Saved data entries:

------------------------------------

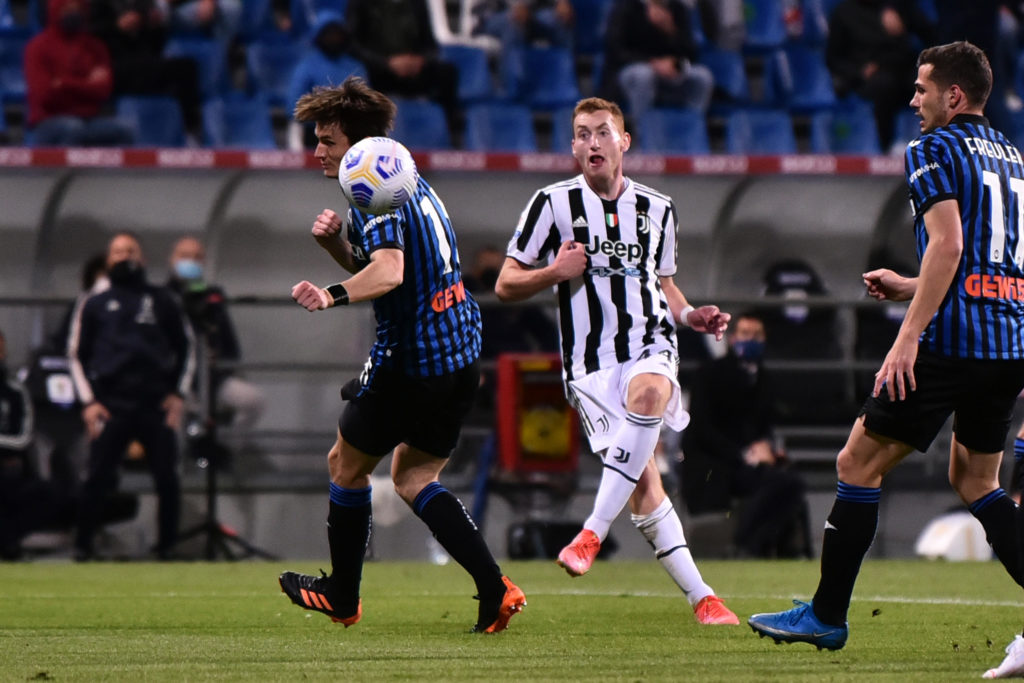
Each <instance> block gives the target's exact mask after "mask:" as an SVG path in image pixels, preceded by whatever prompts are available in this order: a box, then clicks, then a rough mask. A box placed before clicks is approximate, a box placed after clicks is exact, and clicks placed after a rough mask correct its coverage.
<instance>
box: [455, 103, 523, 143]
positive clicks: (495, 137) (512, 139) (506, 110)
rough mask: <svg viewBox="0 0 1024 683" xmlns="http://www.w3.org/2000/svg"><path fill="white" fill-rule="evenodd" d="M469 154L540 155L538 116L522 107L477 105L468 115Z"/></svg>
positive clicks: (467, 116)
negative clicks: (534, 152) (536, 119)
mask: <svg viewBox="0 0 1024 683" xmlns="http://www.w3.org/2000/svg"><path fill="white" fill-rule="evenodd" d="M465 147H466V148H467V150H474V151H476V152H518V153H529V152H537V136H536V135H535V133H534V115H532V113H531V112H530V111H529V109H528V108H526V106H524V105H522V104H508V103H497V102H493V103H486V104H474V105H473V106H471V108H469V110H467V112H466V141H465Z"/></svg>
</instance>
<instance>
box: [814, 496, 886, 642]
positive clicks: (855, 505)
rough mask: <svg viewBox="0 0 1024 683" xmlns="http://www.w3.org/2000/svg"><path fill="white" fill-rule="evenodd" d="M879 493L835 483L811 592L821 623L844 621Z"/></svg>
mask: <svg viewBox="0 0 1024 683" xmlns="http://www.w3.org/2000/svg"><path fill="white" fill-rule="evenodd" d="M881 495H882V489H881V488H868V487H865V486H854V485H852V484H847V483H843V482H842V481H840V482H839V486H838V487H837V490H836V503H835V504H834V505H833V509H831V512H830V513H829V514H828V521H827V522H826V523H825V536H824V541H823V543H822V544H821V579H820V581H819V582H818V590H817V591H816V592H815V593H814V614H815V615H816V616H817V617H818V618H819V620H821V621H822V622H824V623H825V624H829V625H831V626H841V625H844V624H846V613H847V611H848V610H849V609H850V598H851V596H852V595H853V585H854V584H855V583H856V582H857V574H858V573H859V572H860V563H861V562H862V561H863V559H864V555H866V554H867V550H868V548H870V547H871V541H873V540H874V530H876V528H878V525H879V499H880V498H881Z"/></svg>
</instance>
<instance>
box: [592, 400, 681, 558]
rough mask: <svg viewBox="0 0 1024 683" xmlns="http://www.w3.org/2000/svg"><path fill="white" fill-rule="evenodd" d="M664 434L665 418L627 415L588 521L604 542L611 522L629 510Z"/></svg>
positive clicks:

------------------------------------

## Task requirements
Switch every "rough mask" in the data above to "coarse mask" and keep everything else the same. Leave the pictures out of your answer.

## Finished exercise
Each <instance> block gives the target's exact mask after "mask:" as an SVG path in image pixels, preceded by whatever prompts are available in this order: a box, then clicks, then a coarse mask. A box placed before clicks is approximate, a box placed after clicks is exact, and clicks placed after a coarse mask correct its coverage.
<instance>
box: [455, 103, 523, 143]
positive clicks: (495, 137) (512, 139) (506, 110)
coarse mask: <svg viewBox="0 0 1024 683" xmlns="http://www.w3.org/2000/svg"><path fill="white" fill-rule="evenodd" d="M469 154L540 155L538 116L522 107L477 105L468 115Z"/></svg>
positive clicks: (467, 116)
negative clicks: (534, 152) (536, 119)
mask: <svg viewBox="0 0 1024 683" xmlns="http://www.w3.org/2000/svg"><path fill="white" fill-rule="evenodd" d="M465 147H466V148H467V150H474V151H476V152H518V153H529V152H537V136H536V135H535V133H534V115H532V113H531V112H530V111H529V109H528V108H526V106H524V105H522V104H508V103H497V102H493V103H486V104H474V105H473V106H471V108H469V110H467V112H466V141H465Z"/></svg>
</instance>
<instance>
box: [814, 496, 886, 642]
positive clicks: (855, 505)
coarse mask: <svg viewBox="0 0 1024 683" xmlns="http://www.w3.org/2000/svg"><path fill="white" fill-rule="evenodd" d="M879 493L835 483L811 592L821 623L844 621Z"/></svg>
mask: <svg viewBox="0 0 1024 683" xmlns="http://www.w3.org/2000/svg"><path fill="white" fill-rule="evenodd" d="M881 495H882V489H881V488H868V487H865V486H854V485H852V484H847V483H843V482H842V481H840V482H839V486H838V487H837V490H836V503H835V504H834V505H833V509H831V512H830V513H829V514H828V521H827V522H826V523H825V536H824V541H823V543H822V544H821V579H820V581H819V582H818V590H817V591H816V592H815V593H814V614H815V615H816V616H817V617H818V618H819V620H821V621H822V622H824V623H825V624H829V625H831V626H841V625H844V624H846V613H847V611H848V610H849V609H850V598H851V596H852V595H853V585H854V584H855V583H856V582H857V574H858V573H859V572H860V563H861V562H862V561H863V559H864V555H866V554H867V550H868V548H870V547H871V541H873V540H874V530H876V528H878V525H879V499H880V498H881Z"/></svg>
</instance>
<instance>
box: [592, 400, 681, 558]
coarse mask: <svg viewBox="0 0 1024 683" xmlns="http://www.w3.org/2000/svg"><path fill="white" fill-rule="evenodd" d="M664 434L665 418L627 415L588 521L604 542L611 522L629 510Z"/></svg>
positive clicks:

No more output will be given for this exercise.